* BEGIN Raw data *

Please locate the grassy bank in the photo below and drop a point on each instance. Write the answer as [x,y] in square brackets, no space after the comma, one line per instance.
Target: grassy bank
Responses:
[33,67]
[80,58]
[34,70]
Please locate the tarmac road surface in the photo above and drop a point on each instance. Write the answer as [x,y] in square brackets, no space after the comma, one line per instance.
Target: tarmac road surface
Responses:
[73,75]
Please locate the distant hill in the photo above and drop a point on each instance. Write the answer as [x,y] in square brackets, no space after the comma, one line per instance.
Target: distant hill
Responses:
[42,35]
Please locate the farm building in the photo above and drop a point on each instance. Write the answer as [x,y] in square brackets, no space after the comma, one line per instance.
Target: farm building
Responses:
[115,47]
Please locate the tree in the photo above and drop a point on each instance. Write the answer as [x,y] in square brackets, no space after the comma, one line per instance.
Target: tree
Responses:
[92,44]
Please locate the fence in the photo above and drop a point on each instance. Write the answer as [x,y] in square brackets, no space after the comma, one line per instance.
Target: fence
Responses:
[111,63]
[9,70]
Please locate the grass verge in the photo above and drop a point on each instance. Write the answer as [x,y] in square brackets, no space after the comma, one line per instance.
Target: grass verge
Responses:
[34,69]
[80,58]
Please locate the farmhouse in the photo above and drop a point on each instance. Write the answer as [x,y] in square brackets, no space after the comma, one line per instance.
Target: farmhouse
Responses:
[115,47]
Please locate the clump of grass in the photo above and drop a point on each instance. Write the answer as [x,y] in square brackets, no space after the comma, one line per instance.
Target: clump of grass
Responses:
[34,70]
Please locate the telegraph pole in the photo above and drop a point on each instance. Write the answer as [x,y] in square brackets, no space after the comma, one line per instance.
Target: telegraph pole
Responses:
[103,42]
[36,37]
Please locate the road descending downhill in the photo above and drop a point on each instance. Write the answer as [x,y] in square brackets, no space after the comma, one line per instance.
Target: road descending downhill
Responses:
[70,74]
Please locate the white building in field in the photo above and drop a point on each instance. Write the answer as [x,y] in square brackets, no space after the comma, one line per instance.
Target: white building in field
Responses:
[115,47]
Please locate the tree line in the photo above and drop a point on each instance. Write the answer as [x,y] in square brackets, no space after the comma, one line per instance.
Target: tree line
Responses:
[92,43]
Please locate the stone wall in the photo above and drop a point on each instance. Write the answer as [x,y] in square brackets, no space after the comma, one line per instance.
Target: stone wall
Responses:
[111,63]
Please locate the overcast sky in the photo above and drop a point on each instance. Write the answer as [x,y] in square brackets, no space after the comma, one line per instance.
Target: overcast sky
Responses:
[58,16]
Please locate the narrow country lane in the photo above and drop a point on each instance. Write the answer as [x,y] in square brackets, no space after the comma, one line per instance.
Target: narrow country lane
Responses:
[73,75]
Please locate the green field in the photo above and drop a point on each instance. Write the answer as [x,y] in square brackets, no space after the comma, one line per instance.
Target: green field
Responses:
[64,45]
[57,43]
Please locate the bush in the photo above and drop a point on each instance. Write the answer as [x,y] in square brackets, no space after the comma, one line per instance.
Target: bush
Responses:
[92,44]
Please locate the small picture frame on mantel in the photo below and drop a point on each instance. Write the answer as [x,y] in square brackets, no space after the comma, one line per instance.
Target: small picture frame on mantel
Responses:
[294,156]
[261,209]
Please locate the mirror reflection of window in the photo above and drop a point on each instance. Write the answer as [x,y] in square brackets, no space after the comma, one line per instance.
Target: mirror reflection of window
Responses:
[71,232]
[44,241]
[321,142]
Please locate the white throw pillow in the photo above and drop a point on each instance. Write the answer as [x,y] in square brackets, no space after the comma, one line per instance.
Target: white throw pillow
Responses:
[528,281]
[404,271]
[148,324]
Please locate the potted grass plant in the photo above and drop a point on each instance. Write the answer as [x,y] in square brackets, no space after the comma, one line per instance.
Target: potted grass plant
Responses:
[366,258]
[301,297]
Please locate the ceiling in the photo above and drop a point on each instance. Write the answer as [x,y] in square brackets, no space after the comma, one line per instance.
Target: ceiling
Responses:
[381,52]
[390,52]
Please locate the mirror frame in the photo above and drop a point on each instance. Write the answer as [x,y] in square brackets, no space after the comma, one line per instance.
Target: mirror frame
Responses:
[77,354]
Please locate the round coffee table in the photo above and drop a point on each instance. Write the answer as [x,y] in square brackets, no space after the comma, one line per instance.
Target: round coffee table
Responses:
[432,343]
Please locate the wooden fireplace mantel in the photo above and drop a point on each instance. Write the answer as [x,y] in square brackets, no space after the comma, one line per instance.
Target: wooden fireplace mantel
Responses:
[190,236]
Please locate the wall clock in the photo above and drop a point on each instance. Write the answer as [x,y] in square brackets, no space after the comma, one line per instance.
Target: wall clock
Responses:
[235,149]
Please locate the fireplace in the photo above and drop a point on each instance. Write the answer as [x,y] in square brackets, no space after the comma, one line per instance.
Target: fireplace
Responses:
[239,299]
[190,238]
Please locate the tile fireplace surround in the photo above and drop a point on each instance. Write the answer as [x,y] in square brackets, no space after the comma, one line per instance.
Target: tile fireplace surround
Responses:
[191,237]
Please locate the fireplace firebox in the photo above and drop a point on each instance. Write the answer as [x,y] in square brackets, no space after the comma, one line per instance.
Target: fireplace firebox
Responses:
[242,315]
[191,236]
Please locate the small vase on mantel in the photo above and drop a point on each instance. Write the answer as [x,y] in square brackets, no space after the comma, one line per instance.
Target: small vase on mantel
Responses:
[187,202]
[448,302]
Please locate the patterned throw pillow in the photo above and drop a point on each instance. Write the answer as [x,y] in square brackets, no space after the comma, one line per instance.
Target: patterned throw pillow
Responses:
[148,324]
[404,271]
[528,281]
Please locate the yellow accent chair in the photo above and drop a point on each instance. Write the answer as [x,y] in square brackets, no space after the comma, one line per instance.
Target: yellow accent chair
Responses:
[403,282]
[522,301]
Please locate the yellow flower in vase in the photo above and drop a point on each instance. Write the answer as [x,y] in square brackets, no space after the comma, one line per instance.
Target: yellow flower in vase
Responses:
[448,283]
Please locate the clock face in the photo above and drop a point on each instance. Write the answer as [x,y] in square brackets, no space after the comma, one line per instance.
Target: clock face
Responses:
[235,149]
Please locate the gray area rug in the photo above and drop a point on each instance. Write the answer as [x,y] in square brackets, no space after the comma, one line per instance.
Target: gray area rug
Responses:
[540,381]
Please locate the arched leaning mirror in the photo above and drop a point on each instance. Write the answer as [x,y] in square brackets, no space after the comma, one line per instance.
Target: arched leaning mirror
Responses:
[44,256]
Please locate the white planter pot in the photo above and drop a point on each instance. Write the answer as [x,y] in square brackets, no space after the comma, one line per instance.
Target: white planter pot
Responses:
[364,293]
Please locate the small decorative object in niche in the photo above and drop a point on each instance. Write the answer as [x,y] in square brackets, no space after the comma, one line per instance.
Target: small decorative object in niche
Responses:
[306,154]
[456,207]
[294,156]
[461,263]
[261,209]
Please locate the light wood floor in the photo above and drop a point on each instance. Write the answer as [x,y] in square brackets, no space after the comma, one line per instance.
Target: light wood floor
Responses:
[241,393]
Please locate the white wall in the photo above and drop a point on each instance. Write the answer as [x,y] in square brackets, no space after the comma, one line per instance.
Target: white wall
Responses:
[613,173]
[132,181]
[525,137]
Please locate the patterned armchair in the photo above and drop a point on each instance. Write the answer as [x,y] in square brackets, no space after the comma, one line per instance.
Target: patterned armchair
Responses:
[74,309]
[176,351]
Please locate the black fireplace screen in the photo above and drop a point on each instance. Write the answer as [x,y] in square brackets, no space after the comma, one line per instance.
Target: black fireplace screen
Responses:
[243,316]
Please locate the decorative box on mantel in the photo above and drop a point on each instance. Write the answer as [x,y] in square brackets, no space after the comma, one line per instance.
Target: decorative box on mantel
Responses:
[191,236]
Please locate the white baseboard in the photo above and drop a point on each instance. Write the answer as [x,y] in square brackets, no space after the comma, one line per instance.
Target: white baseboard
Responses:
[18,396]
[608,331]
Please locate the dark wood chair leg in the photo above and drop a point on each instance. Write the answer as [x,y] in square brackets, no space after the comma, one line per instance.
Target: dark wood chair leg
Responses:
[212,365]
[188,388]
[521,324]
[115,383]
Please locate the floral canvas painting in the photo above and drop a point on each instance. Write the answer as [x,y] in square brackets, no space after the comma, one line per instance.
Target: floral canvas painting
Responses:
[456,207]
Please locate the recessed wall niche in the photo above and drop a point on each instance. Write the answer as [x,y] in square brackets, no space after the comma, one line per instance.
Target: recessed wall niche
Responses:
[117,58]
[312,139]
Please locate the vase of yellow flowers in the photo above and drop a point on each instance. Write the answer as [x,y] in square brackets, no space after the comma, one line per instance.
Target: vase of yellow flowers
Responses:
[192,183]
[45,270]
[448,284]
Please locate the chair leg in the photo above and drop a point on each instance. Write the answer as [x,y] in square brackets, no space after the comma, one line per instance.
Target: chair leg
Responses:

* END Raw data *

Task objective: Write out exactly the lines from the line holding "Please locate the white baseboard" through the last line of the data, and nothing besides those lines.

Exercise response:
Please locate the white baseboard in the photo above and drop a point on each instance. Write the answer as [x,y] in square brackets, no space after the comma, one line per instance.
Target: white baseboard
Responses:
[18,396]
[608,331]
Please locate the dark wood chair leg in the photo above and drop a point on each instance. Write the answer as [x,y] in square brackets, no space after the comma, one line per instance.
Target: dark wood chair leg
Responses:
[212,365]
[188,388]
[521,324]
[115,383]
Please locate the floral canvas painting in the photo above and drop a point on each instance. Write the answer as [x,y] in square brackets, no space after the comma, one line per instance.
Target: floral canvas painting
Responses:
[456,207]
Please locate the recessed wall niche in the photo above and drop a point on each instance. Write the answer as [x,y] in square brackets, no space after the comma, one line per instance.
Target: recessed wall niche
Responses:
[117,58]
[312,139]
Please locate the vase of yellow flowers in the photo above and drop a point on each instance. Write the answer as [x,y] in square brackets, no space after the comma, one line per instance.
Target: vase of yellow flowers
Responses:
[192,183]
[45,270]
[448,284]
Please locate the chair leg in the photo above and drop a point on each instance. Write the answer as [x,y] in square brackets, no space after the comma, one line per instance.
Target: chair leg
Responses:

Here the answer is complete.